Your goal =>
Search the records for the string "wall" and return each line that has it.

Records for processing =>
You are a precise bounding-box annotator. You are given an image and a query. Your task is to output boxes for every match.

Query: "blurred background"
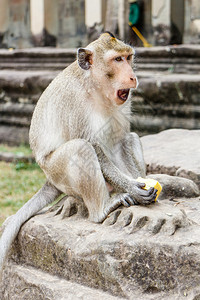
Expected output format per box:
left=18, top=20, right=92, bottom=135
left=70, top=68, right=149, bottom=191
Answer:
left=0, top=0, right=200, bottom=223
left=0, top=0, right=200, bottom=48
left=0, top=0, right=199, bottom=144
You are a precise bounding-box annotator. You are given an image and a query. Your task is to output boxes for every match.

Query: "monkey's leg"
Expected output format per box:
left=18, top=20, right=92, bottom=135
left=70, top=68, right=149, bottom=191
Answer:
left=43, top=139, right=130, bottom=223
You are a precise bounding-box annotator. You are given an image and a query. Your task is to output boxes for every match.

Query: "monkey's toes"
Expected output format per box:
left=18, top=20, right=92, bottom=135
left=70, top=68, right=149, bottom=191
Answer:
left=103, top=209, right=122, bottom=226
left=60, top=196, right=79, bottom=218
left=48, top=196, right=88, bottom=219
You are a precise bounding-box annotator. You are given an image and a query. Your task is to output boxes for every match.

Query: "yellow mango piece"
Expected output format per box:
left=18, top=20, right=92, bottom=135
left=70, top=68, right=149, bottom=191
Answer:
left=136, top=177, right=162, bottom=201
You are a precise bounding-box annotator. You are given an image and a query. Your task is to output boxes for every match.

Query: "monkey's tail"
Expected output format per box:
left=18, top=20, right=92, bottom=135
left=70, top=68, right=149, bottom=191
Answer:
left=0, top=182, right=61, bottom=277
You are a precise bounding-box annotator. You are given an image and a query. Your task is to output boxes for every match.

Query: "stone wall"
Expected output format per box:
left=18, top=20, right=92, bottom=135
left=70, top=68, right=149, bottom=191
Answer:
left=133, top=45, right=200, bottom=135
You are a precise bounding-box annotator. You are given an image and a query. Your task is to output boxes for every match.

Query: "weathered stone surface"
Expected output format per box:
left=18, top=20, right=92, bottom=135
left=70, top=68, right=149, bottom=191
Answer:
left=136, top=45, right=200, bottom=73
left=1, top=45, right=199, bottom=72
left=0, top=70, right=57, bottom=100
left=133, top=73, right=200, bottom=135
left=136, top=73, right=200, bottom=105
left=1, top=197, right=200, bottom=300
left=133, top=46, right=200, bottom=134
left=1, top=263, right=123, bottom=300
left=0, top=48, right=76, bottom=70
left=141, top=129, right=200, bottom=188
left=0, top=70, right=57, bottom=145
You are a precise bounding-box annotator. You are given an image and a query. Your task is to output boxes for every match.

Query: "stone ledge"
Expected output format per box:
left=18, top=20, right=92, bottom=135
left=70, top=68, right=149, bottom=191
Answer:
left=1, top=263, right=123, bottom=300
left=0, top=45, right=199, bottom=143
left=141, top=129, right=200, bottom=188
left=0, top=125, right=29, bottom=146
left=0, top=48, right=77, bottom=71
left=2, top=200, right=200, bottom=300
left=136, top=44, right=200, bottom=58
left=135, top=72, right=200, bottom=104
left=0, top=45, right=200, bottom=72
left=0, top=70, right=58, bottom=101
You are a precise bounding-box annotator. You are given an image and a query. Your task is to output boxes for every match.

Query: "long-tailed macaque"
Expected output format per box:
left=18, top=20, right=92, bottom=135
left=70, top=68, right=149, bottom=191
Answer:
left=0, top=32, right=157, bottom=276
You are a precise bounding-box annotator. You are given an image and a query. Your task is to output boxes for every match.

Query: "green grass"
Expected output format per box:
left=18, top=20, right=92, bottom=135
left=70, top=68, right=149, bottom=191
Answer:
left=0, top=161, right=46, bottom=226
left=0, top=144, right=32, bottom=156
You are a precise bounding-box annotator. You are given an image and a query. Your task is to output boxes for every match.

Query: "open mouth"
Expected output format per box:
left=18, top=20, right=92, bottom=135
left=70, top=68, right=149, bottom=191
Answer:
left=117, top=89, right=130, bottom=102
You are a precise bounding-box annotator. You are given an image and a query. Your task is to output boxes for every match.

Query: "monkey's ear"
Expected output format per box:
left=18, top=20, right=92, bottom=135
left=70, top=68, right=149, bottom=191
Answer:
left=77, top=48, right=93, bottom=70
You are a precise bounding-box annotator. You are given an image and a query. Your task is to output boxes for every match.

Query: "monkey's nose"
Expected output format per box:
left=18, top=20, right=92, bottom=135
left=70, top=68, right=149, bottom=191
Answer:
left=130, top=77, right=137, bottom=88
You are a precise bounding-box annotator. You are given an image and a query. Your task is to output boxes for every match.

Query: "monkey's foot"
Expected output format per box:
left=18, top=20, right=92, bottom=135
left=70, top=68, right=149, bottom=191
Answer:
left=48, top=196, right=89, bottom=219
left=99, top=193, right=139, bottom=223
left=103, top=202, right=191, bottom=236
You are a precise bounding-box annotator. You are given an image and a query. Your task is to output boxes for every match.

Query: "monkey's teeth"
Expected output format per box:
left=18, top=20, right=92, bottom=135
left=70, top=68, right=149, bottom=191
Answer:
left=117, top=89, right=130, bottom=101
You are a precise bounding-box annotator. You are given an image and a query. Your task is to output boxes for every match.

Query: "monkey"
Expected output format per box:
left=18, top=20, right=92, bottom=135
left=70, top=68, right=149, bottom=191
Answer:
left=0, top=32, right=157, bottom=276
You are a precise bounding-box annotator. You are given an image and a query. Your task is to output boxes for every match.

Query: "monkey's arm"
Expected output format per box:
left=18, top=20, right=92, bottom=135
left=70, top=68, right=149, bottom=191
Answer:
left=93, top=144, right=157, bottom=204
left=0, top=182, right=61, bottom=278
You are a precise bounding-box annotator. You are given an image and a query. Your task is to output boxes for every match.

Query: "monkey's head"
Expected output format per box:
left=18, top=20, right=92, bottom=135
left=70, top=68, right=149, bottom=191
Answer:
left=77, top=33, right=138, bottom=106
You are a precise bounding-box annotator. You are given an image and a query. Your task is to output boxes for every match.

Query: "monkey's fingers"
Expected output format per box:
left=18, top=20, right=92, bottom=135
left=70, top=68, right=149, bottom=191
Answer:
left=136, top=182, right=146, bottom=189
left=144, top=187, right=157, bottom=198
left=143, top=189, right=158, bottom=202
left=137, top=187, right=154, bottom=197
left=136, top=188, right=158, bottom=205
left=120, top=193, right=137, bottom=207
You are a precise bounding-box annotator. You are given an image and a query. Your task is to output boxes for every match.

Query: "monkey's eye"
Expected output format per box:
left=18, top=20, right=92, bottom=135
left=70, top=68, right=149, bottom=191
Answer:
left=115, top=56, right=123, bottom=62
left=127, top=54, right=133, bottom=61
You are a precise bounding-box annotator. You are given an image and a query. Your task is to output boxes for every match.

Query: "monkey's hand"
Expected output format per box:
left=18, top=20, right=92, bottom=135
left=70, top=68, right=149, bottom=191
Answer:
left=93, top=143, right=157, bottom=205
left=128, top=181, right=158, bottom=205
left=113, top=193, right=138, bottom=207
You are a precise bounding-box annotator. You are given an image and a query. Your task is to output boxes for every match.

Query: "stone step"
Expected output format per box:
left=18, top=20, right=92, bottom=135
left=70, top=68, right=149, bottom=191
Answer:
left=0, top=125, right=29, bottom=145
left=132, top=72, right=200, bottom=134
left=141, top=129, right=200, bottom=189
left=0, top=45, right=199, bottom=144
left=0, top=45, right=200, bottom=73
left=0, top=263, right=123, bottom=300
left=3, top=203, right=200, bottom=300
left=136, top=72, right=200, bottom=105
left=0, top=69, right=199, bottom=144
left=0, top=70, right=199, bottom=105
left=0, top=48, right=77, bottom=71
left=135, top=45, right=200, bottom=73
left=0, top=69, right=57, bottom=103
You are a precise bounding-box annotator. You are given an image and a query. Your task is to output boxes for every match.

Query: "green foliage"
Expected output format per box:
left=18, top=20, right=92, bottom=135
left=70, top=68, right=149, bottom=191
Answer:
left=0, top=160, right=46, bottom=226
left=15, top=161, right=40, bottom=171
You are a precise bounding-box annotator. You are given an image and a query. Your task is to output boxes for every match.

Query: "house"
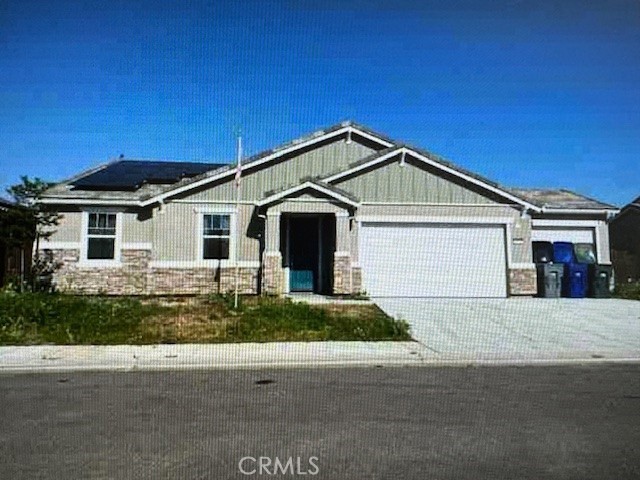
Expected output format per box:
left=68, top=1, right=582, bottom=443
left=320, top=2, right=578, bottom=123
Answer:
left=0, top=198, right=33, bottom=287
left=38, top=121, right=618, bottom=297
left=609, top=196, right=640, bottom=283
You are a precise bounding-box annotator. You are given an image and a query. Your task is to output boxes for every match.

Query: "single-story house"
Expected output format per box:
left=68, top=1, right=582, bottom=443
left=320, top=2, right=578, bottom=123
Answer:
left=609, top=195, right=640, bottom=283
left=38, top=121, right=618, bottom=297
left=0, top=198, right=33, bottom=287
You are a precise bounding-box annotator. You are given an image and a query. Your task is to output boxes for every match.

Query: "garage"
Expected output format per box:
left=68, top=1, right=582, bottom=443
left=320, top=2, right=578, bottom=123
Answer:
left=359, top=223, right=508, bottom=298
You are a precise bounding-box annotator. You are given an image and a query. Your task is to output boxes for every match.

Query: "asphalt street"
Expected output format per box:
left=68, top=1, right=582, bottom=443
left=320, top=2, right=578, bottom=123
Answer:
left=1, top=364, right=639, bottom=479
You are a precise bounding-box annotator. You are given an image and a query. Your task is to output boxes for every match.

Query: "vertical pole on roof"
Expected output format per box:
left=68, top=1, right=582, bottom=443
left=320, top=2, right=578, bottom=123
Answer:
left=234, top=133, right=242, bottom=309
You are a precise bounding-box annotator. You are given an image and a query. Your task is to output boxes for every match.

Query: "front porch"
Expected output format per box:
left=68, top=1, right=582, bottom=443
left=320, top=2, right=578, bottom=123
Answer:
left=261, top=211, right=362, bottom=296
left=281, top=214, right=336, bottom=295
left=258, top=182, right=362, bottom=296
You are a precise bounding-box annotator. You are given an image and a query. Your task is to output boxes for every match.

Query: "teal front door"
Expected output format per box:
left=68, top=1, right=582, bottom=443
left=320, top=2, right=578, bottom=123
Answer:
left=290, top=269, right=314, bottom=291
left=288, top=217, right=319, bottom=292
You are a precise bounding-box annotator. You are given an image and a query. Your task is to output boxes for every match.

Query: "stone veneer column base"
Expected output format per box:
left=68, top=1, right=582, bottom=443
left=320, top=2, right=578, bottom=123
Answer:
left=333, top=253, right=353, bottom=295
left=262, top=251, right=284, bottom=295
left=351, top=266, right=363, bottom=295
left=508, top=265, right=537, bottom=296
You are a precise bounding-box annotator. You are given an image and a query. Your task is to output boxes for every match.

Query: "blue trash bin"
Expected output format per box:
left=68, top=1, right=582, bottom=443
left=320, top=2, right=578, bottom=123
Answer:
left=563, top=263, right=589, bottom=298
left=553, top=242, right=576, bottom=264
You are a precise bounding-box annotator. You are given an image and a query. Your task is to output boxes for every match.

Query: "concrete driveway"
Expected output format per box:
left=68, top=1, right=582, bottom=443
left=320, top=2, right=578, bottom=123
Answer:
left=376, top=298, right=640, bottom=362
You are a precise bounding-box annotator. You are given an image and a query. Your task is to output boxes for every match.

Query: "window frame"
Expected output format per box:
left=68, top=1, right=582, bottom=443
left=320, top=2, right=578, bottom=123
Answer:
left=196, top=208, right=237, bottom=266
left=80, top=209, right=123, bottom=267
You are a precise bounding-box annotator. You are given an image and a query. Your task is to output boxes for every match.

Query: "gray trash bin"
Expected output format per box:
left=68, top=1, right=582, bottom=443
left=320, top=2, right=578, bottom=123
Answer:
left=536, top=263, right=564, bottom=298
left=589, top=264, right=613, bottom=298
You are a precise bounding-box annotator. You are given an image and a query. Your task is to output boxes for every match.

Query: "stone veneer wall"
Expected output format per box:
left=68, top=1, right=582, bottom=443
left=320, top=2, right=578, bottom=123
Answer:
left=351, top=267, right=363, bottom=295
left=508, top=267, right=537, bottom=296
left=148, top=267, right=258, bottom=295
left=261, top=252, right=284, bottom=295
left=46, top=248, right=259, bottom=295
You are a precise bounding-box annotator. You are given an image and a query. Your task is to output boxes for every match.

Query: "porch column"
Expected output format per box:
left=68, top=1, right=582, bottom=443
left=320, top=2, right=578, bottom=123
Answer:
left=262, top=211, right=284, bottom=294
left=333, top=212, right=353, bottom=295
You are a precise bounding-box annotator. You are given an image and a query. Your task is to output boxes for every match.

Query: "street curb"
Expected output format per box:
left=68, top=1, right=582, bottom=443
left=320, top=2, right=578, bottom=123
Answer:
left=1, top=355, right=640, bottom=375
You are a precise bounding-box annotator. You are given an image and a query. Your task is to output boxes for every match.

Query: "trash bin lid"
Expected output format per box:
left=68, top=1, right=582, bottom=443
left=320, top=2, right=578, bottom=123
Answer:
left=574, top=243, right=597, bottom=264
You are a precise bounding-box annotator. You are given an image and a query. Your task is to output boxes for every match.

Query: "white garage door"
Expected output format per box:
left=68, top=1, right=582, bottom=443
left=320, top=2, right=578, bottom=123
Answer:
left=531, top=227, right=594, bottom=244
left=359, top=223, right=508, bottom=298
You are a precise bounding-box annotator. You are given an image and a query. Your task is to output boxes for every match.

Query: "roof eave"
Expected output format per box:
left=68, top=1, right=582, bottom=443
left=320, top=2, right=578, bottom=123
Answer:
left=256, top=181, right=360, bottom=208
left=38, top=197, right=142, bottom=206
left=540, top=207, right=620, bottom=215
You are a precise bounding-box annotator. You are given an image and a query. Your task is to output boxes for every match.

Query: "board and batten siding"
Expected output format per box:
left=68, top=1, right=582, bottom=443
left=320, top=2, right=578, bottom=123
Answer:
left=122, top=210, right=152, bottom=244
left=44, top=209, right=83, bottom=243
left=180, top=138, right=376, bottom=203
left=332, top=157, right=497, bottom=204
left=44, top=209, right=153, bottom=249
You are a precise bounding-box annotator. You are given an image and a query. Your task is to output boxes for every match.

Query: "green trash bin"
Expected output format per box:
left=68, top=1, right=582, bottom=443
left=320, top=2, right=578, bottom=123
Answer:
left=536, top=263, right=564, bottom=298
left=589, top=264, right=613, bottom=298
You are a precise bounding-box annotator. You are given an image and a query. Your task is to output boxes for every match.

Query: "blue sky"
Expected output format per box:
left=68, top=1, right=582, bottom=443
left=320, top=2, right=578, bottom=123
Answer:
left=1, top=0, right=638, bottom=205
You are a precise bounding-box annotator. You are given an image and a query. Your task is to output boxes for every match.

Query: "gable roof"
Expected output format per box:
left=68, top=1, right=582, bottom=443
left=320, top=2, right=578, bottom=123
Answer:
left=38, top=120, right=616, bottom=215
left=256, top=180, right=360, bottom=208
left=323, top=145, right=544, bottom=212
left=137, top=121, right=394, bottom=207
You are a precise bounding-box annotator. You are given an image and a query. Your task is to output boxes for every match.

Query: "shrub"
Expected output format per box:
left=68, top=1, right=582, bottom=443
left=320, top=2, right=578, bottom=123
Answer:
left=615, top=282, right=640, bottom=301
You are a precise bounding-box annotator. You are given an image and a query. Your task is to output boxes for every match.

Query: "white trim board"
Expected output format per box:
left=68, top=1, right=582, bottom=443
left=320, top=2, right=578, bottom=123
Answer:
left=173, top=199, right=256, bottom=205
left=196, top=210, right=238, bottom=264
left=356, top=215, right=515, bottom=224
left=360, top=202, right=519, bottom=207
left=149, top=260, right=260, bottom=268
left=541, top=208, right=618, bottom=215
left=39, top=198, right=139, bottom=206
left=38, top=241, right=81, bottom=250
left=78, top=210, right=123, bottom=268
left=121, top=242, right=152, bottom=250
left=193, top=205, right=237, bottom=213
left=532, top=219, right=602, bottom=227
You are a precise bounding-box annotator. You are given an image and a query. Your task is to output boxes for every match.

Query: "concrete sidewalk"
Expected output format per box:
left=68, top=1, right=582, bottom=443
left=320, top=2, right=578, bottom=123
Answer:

Your solution =>
Query: "stone wall"
Query: "stone veneer wall"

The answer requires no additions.